→ Written task A:
Count the lines in the rows below that contain the string "ocean". Reply with the number only.

→ Source extract:
※

# Inspiring Fly Fishing Video



## tom_in_orl (Dec 9, 2006)

I have been surfing quite a bit of fly fishing related sites. TFO has a couple of benefit rods that they build. One is called Project Healing Waters, Healing Those Who Serve. I originally started looking at it because it had a resemblance to the TiCrX at about $100 less. Next thing I know I was exploring the Project Healing Waters web site and ran across their video. Its very moving and it reminds me that anyone who can channel their love for fishing into something more important, something that helps others deserves our praise and admiration. 

Project Healing Waters Fly Fishing, Inc. is dedicated to the physical and emotional rehabilitation of disabled active duty military personnel and veterans through fly fishing and fly tying education and outings.

Enjoy the video.

http://www.projecthealingwaters.org/html/videos/video.html


----------



## iMacattack (Dec 11, 2006)

very good! thanks for sharing!


----------



## Guest (Jun 8, 2008)

Tom,enjoyed that with sunday morning coffee!Amen


----------



## ucfsae81 (Dec 5, 2007)

very nice i can't believe the guy fishing with the attached arm very cool


----------



## HaMm3r (Dec 11, 2006)

After seeing that, I have no excuse...thanks for sharing it.


----------



## aaronshore (Aug 24, 2007)

That was a great video. Not to come across as "obtuse" but it got me thinking. If you had gonna lose a limb, would you chose an arm or a leg? I choose leg.


----------



## tom_in_orl (Dec 9, 2006)

> Not to come across as "obtuse" but it got me thinking. If you had gonna lose a limb, would you chose an arm or a leg? I choose leg.


Incredibly inappropriate [smiley=thumbsdownsmileyanim.gif] Now go make a donation to redeem yourself.


----------



## aaronshore (Aug 24, 2007)

> > Not to come across as "obtuse" but it got me thinking. If you had gonna lose a limb, would you chose an arm or a leg? I choose leg.
> 
> 
> Incredibly inappropriate [smiley=thumbsdownsmileyanim.gif] Now go make a donation to redeem yourself.


I was being serious. After a few of us watched that at work yesterday we got to talkin and even though I felt bad for all of them I felt worse for the guys who lost arms. Prosthetic legs are pretty good these days. I just figued I would ask you all to see what you thought. Wasnt trying to be inappropriate.


----------

※

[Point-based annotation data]
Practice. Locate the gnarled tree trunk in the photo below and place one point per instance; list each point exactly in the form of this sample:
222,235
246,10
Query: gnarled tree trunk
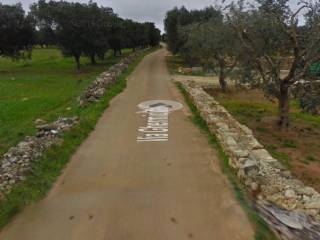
222,77
93,59
284,105
77,59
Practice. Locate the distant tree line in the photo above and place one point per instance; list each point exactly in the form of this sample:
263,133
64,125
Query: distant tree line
253,40
77,29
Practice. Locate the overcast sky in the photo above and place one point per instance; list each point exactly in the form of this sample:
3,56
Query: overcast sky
141,10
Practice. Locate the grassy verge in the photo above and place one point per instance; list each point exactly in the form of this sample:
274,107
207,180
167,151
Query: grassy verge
262,231
176,62
297,147
45,171
47,86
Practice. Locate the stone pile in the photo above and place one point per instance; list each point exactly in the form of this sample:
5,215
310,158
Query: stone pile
17,162
99,87
262,175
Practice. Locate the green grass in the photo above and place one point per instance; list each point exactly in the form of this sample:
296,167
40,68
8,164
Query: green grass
43,87
176,61
45,171
262,231
289,144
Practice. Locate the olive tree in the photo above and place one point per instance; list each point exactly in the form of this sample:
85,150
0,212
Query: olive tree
269,33
214,45
17,33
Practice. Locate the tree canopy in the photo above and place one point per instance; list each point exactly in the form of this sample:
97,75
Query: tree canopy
78,29
17,32
258,39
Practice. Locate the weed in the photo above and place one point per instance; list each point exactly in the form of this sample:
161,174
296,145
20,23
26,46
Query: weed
262,230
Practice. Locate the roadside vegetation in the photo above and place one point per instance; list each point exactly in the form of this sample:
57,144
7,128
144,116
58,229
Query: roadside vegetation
297,148
262,231
45,171
265,59
266,44
48,57
46,87
77,29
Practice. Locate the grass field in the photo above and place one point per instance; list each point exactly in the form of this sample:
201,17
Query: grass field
262,231
298,147
45,171
45,87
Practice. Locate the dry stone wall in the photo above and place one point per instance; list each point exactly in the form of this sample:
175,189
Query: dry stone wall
261,174
99,87
17,162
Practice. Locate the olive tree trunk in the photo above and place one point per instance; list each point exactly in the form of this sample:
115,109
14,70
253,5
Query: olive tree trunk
77,59
222,76
284,105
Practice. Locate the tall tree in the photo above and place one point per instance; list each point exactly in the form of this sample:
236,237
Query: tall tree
17,32
214,45
269,34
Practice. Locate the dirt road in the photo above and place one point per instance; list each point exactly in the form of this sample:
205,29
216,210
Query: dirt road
117,188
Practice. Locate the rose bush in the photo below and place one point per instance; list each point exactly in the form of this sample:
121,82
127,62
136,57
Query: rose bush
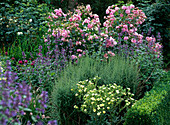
82,31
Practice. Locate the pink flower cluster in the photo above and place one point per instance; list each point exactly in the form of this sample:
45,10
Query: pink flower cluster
82,28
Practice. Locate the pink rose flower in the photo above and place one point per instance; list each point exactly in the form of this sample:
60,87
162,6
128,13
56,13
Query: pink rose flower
79,50
73,57
133,40
124,7
20,62
126,38
127,11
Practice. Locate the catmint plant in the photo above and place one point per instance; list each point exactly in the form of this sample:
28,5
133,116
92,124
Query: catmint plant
18,104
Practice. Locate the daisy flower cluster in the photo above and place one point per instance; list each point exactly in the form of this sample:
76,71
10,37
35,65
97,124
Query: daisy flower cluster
106,100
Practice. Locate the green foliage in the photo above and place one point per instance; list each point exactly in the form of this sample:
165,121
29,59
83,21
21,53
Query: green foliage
26,45
157,13
104,104
21,17
99,6
118,70
153,109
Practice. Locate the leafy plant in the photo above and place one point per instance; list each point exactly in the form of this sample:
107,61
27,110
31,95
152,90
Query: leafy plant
20,18
104,104
153,108
116,70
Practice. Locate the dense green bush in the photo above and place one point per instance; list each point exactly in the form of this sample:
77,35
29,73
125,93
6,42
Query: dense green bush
153,109
157,21
117,70
21,17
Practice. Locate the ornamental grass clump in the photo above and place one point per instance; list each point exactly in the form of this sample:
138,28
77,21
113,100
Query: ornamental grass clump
105,104
118,35
19,103
116,70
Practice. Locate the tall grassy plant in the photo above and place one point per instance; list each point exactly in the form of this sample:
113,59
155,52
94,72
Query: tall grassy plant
116,70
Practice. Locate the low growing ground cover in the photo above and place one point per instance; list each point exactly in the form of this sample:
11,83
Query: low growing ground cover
80,71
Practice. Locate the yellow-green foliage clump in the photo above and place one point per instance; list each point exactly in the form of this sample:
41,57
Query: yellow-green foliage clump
103,103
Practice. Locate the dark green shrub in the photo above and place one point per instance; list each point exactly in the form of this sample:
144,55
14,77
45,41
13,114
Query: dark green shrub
158,18
153,109
118,70
21,17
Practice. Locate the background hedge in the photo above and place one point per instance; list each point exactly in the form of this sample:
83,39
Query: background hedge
154,108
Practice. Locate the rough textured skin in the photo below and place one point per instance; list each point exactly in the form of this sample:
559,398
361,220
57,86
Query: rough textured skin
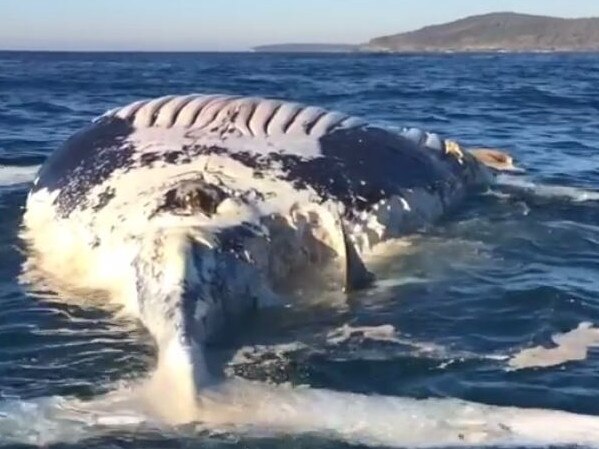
194,209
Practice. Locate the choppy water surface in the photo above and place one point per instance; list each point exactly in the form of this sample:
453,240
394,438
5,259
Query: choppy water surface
505,273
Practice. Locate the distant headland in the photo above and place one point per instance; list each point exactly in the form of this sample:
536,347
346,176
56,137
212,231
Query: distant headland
494,32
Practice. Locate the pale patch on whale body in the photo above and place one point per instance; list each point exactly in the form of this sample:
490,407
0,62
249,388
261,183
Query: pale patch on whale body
569,346
190,211
12,174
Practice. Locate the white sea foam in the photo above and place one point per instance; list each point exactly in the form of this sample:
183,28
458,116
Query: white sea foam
11,174
257,410
575,194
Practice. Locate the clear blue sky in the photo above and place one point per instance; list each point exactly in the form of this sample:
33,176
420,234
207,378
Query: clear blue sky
236,24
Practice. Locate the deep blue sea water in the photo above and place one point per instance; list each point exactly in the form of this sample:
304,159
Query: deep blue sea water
513,267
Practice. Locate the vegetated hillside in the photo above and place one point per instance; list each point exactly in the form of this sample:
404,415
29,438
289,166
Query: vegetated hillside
496,32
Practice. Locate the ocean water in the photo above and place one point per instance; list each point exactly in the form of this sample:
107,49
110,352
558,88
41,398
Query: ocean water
456,310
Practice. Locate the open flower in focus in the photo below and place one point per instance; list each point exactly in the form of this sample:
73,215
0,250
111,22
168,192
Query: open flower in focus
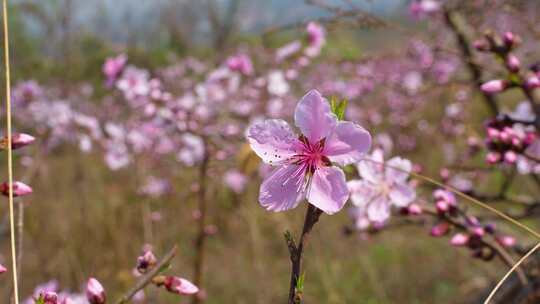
305,162
381,187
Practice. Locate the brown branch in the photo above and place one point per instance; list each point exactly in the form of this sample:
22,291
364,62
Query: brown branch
498,250
147,278
295,251
474,69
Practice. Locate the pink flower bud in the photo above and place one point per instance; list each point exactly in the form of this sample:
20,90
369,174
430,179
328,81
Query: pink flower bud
506,241
180,286
478,231
444,173
481,45
18,140
146,261
529,138
510,40
19,189
512,63
494,86
442,206
48,297
532,83
459,239
210,229
516,142
414,209
510,157
95,293
493,157
505,136
493,134
440,229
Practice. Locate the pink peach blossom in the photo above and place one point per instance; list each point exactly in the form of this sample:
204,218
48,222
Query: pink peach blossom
305,163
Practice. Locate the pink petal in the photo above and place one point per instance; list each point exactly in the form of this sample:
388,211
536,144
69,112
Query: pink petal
272,140
402,195
379,209
283,188
186,287
314,117
328,190
404,166
347,144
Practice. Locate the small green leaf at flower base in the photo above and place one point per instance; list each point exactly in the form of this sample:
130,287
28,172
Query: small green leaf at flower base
338,107
164,267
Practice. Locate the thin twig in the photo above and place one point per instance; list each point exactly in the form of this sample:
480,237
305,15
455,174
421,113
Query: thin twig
147,278
20,234
295,251
9,154
201,235
474,69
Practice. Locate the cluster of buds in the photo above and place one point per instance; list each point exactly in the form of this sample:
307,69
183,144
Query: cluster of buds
176,285
502,47
472,239
506,140
49,297
472,232
147,261
95,294
18,141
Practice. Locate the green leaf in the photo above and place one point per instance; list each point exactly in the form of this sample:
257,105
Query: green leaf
164,267
338,107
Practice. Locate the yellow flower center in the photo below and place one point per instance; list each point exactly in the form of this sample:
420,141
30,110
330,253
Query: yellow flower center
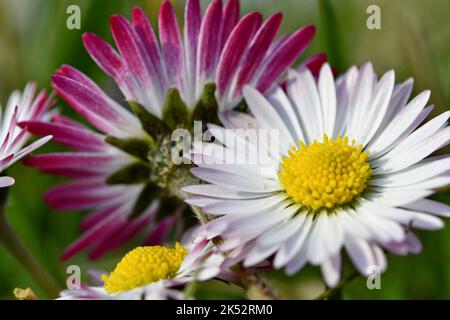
144,265
324,175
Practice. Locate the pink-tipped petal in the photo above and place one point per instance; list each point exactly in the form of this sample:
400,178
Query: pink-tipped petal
234,50
81,195
89,161
68,136
314,63
6,182
171,45
209,42
193,20
95,106
258,50
103,54
284,56
230,18
130,47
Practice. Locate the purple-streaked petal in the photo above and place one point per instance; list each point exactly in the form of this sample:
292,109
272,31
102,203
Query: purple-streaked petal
230,18
103,54
284,56
258,49
193,20
95,106
234,50
209,43
171,44
67,135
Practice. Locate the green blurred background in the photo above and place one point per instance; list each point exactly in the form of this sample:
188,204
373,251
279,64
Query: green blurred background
414,40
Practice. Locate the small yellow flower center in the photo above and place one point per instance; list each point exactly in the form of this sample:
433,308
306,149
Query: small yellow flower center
325,175
144,265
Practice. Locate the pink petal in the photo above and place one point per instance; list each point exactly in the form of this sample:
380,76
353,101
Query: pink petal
193,20
283,56
68,122
258,50
230,18
161,231
69,136
81,195
103,54
234,50
89,161
124,234
148,39
209,42
96,217
41,105
91,236
171,45
95,106
314,63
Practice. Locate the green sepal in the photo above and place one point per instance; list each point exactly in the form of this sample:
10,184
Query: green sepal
175,111
150,123
134,173
147,196
206,108
134,146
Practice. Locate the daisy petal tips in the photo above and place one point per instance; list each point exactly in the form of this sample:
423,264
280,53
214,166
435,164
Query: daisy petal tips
218,47
352,170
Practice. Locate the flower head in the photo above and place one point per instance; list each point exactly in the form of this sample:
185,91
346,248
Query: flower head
156,273
122,170
218,47
21,106
350,171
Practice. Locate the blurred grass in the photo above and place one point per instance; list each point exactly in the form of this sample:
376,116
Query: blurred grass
414,40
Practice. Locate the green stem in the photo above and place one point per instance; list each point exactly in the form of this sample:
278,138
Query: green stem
336,292
253,283
17,248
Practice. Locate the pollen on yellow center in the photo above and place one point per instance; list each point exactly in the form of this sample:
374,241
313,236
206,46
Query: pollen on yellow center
144,265
325,175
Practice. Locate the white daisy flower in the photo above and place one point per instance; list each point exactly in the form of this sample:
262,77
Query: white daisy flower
156,273
350,172
21,106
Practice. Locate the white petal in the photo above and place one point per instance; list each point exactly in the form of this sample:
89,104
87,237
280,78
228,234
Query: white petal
212,190
267,116
378,107
430,206
283,106
294,244
400,123
327,93
331,270
417,173
302,91
361,254
359,100
237,182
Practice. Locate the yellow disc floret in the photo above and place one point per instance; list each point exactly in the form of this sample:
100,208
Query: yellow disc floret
324,175
144,265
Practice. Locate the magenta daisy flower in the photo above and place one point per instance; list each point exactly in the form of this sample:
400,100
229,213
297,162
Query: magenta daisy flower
20,106
122,172
217,47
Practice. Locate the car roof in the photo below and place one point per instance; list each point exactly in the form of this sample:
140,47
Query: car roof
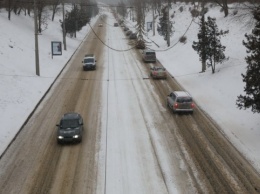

※

→ Written task B:
Copy out the passage of the fly fishing video thread above from "# Inspiring Fly" to "Enjoy the video.".

→ Complete response A:
2

→ Complete response B:
# Inspiring Fly Fishing Video



## tom_in_orl (Dec 9, 2006)

I have been surfing quite a bit of fly fishing related sites. TFO has a couple of benefit rods that they build. One is called Project Healing Waters, Healing Those Who Serve. I originally started looking at it because it had a resemblance to the TiCrX at about $100 less. Next thing I know I was exploring the Project Healing Waters web site and ran across their video. Its very moving and it reminds me that anyone who can channel their love for fishing into something more important, something that helps others deserves our praise and admiration. 

Project Healing Waters Fly Fishing, Inc. is dedicated to the physical and emotional rehabilitation of disabled active duty military personnel and veterans through fly fishing and fly tying education and outings.

Enjoy the video.